__YOUR TASK__: Reproduce the rows below word for word, starting at the line that contains "Field-scouting request: tag every instance of the blue bicycle" and continuing through the last of the rows.

__EXERCISE DATA__:
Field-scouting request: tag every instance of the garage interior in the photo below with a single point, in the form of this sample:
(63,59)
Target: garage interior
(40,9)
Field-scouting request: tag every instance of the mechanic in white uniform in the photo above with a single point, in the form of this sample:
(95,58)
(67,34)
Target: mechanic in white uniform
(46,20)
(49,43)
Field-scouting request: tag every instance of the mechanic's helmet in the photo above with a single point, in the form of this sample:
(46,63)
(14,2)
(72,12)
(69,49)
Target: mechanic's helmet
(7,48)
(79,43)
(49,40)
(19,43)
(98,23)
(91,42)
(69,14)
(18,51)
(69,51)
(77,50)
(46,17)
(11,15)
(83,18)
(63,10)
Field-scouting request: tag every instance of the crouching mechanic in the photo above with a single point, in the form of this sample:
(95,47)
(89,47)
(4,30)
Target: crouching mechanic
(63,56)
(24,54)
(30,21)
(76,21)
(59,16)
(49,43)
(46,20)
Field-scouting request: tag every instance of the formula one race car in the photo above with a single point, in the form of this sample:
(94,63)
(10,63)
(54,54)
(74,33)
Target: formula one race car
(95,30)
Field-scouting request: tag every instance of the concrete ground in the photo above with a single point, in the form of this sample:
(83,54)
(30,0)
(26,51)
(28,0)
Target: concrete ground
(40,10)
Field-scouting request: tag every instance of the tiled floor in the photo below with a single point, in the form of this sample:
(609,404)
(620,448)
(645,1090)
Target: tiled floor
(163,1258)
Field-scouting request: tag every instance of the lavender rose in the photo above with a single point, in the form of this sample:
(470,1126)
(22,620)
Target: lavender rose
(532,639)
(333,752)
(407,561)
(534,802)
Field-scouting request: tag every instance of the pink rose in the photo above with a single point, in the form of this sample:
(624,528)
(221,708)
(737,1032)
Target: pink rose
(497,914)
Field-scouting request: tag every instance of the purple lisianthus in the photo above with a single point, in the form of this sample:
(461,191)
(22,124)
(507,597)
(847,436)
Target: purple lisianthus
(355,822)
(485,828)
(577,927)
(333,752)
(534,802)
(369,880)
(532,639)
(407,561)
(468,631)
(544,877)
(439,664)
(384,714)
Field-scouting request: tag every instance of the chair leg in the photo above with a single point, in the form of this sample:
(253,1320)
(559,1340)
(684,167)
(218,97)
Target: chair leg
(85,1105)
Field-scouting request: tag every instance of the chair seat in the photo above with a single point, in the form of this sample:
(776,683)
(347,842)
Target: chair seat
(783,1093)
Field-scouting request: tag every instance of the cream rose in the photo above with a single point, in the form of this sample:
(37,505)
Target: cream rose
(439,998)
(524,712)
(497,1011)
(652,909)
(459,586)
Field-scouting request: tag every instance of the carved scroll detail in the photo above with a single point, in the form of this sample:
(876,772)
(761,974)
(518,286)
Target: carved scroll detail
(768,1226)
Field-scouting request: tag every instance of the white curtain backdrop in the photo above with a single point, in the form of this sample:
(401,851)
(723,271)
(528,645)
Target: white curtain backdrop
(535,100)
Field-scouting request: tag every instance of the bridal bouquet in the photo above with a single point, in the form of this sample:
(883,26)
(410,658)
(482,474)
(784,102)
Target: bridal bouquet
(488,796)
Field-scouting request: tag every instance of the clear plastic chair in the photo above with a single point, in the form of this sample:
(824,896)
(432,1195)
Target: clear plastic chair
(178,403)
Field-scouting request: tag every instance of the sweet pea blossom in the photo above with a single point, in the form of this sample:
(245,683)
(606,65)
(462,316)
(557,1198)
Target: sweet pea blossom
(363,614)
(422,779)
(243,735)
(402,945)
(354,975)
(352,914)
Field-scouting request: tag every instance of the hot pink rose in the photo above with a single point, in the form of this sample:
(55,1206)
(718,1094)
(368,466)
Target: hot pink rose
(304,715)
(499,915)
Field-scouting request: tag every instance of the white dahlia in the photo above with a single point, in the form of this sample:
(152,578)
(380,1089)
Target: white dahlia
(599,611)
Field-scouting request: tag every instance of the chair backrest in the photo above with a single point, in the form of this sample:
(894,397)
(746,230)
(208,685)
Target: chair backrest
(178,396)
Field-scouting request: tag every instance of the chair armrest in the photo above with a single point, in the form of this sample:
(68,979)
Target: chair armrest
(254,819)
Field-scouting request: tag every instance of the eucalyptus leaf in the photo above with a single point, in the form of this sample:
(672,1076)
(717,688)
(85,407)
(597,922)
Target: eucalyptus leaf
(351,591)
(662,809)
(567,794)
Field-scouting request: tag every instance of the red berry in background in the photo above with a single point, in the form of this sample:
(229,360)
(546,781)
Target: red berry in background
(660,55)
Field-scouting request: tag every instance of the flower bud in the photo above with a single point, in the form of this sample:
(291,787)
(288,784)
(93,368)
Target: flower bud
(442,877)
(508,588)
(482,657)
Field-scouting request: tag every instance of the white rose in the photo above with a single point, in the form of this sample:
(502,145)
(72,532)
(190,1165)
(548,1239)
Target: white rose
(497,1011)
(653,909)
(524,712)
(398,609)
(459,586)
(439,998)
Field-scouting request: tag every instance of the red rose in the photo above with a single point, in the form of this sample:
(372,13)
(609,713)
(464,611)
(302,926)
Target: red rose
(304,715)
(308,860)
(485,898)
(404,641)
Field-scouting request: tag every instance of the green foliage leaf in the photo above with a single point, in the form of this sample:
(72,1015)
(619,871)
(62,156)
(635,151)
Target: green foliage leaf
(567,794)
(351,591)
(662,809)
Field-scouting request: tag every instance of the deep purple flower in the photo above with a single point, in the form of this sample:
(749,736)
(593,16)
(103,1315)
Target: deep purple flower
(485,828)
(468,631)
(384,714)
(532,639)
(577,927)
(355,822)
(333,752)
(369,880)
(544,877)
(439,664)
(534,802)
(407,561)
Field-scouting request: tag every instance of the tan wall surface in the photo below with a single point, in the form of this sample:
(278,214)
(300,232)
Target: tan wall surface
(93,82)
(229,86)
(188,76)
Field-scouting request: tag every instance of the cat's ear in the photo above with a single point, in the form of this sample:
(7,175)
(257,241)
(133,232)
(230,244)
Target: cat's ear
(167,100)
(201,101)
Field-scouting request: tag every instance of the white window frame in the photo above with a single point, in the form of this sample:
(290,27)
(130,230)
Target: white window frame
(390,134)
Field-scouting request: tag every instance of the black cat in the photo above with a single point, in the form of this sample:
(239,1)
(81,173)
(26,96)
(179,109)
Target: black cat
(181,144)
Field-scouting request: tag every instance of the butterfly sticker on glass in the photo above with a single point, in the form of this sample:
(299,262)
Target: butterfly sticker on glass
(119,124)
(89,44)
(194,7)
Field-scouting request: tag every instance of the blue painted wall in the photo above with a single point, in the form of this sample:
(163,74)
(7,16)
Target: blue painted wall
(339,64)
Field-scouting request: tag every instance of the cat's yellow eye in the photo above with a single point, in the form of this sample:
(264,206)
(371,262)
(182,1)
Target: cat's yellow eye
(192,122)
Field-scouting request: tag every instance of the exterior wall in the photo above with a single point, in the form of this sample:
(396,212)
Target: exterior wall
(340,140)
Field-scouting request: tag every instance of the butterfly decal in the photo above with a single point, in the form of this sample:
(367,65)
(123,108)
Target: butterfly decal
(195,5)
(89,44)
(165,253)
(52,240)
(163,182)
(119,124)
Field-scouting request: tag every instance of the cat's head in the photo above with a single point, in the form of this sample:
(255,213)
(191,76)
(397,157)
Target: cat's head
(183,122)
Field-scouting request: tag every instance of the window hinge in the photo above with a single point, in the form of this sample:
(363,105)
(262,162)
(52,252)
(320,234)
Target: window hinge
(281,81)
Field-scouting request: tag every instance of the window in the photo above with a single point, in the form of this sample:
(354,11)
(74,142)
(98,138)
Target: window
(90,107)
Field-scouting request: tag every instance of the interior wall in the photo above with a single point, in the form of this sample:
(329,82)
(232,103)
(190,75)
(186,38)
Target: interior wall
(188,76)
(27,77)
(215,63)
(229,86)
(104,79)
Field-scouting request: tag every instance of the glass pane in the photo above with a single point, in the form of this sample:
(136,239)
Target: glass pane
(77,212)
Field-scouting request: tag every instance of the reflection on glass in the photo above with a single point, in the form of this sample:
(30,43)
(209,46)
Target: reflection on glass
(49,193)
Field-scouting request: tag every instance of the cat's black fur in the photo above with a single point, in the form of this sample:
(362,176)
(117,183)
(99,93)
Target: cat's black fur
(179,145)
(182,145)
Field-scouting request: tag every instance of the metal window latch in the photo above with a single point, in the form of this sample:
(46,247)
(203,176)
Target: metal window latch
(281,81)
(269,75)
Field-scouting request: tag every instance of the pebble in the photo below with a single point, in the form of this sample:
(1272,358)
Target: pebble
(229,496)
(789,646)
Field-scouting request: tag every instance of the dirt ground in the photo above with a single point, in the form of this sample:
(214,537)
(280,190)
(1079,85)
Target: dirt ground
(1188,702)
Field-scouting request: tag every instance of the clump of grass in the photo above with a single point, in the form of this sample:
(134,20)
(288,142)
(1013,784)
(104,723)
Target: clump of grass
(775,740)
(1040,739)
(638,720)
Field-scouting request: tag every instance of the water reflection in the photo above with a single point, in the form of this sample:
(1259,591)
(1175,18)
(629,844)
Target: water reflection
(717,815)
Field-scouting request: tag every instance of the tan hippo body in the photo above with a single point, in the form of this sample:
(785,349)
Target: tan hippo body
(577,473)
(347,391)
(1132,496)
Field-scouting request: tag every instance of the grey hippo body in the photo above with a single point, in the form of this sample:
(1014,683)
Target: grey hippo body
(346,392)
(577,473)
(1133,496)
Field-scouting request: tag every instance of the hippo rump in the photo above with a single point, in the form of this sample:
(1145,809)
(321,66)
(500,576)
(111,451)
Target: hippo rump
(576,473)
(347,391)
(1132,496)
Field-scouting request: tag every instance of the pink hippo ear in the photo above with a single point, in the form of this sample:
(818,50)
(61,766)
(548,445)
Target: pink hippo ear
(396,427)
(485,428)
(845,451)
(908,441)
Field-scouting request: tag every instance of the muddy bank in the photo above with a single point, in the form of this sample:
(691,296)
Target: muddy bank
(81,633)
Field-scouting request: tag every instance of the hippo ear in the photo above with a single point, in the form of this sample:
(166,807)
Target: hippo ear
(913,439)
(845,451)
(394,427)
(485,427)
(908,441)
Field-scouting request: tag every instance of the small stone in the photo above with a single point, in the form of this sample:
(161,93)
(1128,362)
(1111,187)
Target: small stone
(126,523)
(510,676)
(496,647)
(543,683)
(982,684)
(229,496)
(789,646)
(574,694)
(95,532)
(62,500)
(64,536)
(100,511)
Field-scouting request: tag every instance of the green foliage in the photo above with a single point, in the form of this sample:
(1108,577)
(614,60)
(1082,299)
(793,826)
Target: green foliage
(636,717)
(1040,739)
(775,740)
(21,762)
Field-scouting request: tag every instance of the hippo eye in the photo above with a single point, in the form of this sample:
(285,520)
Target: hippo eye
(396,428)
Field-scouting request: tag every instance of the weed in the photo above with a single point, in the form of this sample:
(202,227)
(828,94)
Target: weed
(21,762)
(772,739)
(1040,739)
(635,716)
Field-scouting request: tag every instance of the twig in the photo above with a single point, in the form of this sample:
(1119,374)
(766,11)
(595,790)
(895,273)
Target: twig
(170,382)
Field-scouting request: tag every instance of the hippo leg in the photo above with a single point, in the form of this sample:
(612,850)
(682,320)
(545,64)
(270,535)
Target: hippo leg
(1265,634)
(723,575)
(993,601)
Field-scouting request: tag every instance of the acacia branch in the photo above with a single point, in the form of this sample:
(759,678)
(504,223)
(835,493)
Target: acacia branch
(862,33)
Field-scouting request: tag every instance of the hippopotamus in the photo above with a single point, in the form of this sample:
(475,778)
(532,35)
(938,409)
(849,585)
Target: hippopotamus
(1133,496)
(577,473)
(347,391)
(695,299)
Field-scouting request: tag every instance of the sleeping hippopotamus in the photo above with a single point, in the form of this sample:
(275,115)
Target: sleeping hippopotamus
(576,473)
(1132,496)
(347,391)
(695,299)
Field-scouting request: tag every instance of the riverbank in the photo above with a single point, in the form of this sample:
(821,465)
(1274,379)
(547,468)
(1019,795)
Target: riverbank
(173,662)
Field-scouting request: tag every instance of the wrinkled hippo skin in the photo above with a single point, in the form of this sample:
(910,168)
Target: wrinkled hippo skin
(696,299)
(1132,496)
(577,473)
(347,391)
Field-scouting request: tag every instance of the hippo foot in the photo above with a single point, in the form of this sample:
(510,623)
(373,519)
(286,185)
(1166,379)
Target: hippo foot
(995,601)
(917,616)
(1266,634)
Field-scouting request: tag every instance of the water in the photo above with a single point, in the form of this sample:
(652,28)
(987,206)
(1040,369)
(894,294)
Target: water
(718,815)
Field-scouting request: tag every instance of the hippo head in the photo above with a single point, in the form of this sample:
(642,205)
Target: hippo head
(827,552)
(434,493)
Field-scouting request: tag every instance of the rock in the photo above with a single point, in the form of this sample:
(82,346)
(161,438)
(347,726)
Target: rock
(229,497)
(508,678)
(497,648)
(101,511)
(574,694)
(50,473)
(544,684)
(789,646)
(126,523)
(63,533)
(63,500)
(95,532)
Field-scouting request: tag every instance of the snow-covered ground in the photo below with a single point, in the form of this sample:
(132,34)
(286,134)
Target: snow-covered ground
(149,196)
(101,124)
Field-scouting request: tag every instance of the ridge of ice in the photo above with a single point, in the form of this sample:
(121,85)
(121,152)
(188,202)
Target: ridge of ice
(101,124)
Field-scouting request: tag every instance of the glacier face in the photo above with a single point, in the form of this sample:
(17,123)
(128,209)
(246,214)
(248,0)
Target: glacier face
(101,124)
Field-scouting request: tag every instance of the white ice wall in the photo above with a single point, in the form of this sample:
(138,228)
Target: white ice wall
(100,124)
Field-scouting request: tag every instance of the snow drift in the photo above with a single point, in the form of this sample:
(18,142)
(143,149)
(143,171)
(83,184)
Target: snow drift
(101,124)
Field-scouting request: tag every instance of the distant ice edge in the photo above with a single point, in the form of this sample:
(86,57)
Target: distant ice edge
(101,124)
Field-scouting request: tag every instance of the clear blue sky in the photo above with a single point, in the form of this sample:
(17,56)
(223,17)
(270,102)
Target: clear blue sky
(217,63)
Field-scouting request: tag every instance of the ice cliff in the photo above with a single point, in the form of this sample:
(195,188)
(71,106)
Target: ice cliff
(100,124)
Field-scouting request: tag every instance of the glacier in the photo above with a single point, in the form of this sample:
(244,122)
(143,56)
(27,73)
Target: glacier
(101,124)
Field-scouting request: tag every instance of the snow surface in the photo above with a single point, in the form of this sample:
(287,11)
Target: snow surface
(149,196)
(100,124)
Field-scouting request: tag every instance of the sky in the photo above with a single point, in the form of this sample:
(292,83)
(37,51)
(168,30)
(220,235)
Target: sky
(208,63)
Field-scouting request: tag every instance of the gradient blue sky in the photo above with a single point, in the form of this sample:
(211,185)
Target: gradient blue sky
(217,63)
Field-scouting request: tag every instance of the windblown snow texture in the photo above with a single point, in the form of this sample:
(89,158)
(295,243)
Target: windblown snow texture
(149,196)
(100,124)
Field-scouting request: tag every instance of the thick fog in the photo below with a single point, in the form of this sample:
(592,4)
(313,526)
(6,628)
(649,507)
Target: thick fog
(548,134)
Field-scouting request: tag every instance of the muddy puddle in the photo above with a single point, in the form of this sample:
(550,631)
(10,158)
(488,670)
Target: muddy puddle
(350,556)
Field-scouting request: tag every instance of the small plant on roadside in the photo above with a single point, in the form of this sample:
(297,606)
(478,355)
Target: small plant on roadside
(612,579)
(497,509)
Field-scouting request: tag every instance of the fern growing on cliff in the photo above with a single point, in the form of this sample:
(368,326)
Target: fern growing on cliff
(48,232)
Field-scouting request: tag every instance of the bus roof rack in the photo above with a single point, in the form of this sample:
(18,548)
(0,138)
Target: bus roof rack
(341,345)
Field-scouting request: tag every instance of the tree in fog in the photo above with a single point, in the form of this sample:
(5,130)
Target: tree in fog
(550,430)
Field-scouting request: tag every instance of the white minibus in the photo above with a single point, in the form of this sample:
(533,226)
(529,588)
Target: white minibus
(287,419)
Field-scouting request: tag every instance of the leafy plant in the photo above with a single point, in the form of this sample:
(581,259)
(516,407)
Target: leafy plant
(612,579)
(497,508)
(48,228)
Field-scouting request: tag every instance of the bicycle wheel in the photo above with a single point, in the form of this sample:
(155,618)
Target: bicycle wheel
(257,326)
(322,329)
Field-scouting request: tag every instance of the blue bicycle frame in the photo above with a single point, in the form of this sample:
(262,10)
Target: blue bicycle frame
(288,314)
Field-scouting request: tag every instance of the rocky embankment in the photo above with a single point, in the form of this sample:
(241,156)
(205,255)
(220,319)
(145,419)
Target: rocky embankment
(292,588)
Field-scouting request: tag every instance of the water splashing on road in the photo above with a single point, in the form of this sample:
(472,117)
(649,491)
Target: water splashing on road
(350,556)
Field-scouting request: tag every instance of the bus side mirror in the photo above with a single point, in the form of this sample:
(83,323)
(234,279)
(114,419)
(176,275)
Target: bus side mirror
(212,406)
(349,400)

__TASK ANSWER__:
Field-scouting request: tag every instance of the blue bicycle frame in the photo above with a single point, in the form of this sample:
(262,10)
Target: blue bicycle frame
(288,314)
Field-scouting request: tag every instance of the rocky embankment in the photo above with a single point, in the form of this sample:
(241,156)
(205,255)
(220,319)
(145,419)
Target: rocky embankment
(292,588)
Field-scouting request: tag every instance of the water splashing on road in the photo above with a single point, in the form of this sample:
(472,117)
(649,491)
Target: water splashing on road
(350,556)
Field-scouting request: tag every instance of the bus side mirror in the photo above with a single point, in the form of this sample:
(83,323)
(234,279)
(114,419)
(176,275)
Target: bus side mirror
(212,406)
(349,400)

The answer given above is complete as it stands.